• [DIRECTION]: Can you change every "tiger cub" in the rows below to "lion cub" and leave everything else the same?
START DATA LINES
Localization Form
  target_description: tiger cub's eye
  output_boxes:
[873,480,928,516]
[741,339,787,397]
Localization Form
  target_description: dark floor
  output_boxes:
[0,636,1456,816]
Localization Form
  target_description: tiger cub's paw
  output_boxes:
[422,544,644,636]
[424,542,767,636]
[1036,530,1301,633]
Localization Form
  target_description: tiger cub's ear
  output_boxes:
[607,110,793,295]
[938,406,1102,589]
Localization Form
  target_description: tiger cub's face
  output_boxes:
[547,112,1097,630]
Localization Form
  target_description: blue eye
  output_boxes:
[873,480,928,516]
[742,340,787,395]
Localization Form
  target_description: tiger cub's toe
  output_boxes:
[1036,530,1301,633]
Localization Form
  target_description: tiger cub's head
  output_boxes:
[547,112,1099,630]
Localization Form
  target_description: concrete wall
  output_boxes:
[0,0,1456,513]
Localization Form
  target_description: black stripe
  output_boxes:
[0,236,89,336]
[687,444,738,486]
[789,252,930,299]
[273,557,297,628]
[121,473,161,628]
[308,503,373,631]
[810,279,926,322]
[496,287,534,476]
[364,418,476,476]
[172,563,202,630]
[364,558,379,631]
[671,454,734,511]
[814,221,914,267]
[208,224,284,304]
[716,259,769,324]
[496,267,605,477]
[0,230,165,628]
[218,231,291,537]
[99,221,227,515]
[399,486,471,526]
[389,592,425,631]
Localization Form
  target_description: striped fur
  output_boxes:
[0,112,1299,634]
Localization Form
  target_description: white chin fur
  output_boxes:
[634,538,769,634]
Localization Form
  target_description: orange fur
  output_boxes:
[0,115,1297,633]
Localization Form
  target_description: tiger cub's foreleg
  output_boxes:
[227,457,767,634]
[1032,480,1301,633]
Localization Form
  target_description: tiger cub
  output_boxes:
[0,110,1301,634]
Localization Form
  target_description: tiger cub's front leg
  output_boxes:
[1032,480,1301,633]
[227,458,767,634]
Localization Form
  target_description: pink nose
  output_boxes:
END DATA LINES
• [SOLUTION TO THE PROBLEM]:
Localization Form
  target_description: lion cub's eye
  output_boxes:
[873,480,928,516]
[741,339,787,397]
Localization Form
  target_description: dark floor
  output_boxes:
[0,636,1456,816]
Localization Form
  target_description: lion cub's paw
  output_boxes:
[422,544,644,636]
[424,542,767,636]
[1036,530,1301,633]
Localization Form
  target_description: lion cub's ear
  output_boxes:
[607,110,793,295]
[938,406,1102,589]
Localization Form
  target_description: lion cub's face
  output_boxes:
[547,112,1097,630]
Localization Form
  target_description: blue eye
  output_boxes:
[873,480,928,516]
[742,340,787,395]
Localization Form
  target_description: lion cub's toe
  output_boxes:
[1036,530,1301,633]
Localization Form
  target_description: lion cub's head
  output_boxes:
[547,112,1099,630]
Localization Form
  target_description: concrete wall
  output_boxes:
[0,0,1456,513]
Localization Form
  target_description: black stripe
  output_boxes:
[0,236,89,336]
[687,444,738,486]
[789,252,930,299]
[273,557,297,628]
[121,473,161,628]
[308,503,373,631]
[810,279,926,322]
[496,287,534,476]
[364,418,476,476]
[172,563,202,630]
[364,558,379,631]
[671,454,734,511]
[814,221,914,267]
[208,224,284,304]
[716,259,769,324]
[496,267,605,477]
[0,230,165,628]
[218,231,291,537]
[99,221,227,515]
[399,486,471,526]
[389,592,425,631]
Localization Form
  target_description: striped fur
  output_boxes:
[0,112,1299,634]
Localization Form
  target_description: white chin fur
  output_boxes:
[634,538,769,634]
Localization Form
  target_description: orange fur
  output_boxes:
[0,115,1297,633]
Localization Form
  target_description: lion cub's foreleg
  output_boxes:
[227,457,767,634]
[1032,480,1301,633]
Localization Form
  target_description: lion cub
  output_boxes:
[0,110,1301,634]
Localization Form
  target_description: lion cub's front leg
  output_boxes:
[1032,480,1301,633]
[227,458,767,634]
Localization Form
  target_description: pink nose
  output_boxes:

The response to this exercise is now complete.